§ EXERCISE:
Pull every "valve" line out of the data below.

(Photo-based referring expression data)
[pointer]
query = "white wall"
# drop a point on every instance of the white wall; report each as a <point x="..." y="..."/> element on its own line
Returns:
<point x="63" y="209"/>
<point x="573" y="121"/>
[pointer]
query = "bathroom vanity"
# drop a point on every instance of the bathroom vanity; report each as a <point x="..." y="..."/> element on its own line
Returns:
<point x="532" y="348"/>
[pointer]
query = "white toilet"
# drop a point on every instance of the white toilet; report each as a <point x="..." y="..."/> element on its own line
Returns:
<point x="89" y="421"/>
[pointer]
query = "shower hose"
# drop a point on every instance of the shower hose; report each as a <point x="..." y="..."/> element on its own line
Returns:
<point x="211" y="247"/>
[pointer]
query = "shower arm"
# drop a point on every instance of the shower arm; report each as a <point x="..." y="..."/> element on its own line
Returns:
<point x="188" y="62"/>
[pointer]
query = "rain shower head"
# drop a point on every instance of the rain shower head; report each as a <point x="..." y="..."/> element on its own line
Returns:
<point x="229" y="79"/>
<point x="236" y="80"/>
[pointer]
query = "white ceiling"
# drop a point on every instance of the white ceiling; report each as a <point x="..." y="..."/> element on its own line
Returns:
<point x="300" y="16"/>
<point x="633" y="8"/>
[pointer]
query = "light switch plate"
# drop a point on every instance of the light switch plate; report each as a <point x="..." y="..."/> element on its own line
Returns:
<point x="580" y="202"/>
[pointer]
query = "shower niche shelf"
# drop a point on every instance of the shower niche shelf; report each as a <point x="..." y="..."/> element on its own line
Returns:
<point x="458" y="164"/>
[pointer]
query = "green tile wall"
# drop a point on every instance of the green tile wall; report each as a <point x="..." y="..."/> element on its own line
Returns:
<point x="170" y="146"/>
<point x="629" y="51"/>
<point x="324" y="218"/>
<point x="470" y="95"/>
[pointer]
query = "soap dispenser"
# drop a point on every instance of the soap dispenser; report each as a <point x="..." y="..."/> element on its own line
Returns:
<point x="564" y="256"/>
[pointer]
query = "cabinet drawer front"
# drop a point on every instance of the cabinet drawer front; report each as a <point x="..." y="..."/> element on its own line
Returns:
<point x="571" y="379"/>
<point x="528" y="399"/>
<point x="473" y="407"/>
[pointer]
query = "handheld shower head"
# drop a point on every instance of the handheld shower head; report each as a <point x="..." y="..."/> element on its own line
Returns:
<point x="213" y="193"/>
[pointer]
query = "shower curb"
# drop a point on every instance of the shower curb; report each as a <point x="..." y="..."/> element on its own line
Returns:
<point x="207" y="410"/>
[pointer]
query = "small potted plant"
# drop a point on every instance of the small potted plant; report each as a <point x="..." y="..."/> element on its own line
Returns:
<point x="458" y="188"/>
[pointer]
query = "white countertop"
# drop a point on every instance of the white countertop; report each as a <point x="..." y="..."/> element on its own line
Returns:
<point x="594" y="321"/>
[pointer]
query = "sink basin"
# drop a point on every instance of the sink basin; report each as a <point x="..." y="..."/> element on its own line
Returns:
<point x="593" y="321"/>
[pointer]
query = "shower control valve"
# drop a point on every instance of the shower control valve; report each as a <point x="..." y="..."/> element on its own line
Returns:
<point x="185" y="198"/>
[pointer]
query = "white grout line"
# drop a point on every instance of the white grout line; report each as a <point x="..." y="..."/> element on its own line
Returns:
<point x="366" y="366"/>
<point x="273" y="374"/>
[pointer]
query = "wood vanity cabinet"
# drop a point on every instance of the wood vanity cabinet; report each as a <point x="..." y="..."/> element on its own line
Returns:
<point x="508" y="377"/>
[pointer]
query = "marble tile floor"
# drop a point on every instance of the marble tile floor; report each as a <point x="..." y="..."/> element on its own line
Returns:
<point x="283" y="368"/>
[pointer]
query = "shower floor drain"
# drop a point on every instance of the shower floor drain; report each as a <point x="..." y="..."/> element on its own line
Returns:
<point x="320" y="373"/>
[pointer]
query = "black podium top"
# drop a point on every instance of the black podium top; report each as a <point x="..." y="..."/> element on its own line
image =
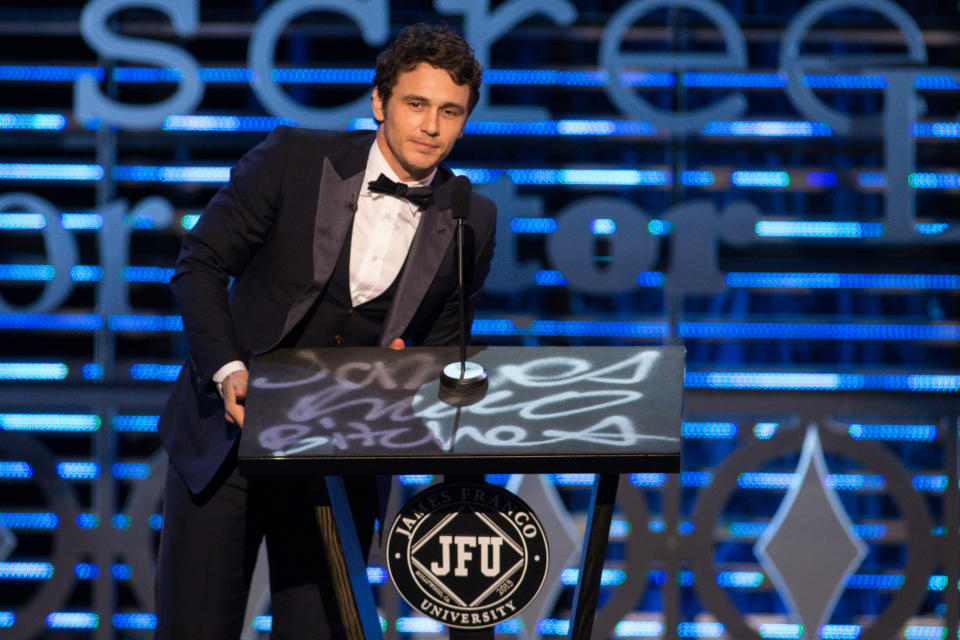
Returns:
<point x="366" y="410"/>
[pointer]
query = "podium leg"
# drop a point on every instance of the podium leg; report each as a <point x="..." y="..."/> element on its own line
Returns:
<point x="358" y="611"/>
<point x="594" y="551"/>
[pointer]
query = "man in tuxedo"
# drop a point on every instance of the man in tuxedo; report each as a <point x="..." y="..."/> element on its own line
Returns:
<point x="324" y="249"/>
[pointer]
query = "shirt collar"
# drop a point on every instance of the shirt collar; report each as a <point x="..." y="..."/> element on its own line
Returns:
<point x="377" y="164"/>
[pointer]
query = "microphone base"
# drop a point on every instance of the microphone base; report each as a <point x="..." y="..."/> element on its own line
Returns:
<point x="474" y="377"/>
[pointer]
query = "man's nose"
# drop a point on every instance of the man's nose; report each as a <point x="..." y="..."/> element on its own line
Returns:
<point x="429" y="124"/>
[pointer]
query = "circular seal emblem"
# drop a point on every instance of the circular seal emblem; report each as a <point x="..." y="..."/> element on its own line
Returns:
<point x="467" y="555"/>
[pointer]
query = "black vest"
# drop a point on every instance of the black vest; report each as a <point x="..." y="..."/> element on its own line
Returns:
<point x="334" y="321"/>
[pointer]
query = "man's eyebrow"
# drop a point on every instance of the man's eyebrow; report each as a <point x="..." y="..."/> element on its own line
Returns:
<point x="412" y="97"/>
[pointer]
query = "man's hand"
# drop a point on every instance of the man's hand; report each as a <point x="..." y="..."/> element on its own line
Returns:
<point x="234" y="389"/>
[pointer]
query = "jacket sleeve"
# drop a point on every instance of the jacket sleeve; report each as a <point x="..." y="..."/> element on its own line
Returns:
<point x="445" y="331"/>
<point x="219" y="247"/>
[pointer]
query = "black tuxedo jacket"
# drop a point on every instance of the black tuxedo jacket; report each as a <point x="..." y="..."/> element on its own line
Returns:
<point x="277" y="229"/>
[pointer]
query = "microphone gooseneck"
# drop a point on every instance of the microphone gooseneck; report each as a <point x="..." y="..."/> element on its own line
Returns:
<point x="462" y="376"/>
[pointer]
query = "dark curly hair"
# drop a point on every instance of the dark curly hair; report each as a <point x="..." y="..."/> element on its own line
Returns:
<point x="436" y="45"/>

§ WORKED SOLUTION:
query = "shower control valve"
# drop a point on every instance of the shower control valve; report each as a <point x="..." y="..."/> element on its own line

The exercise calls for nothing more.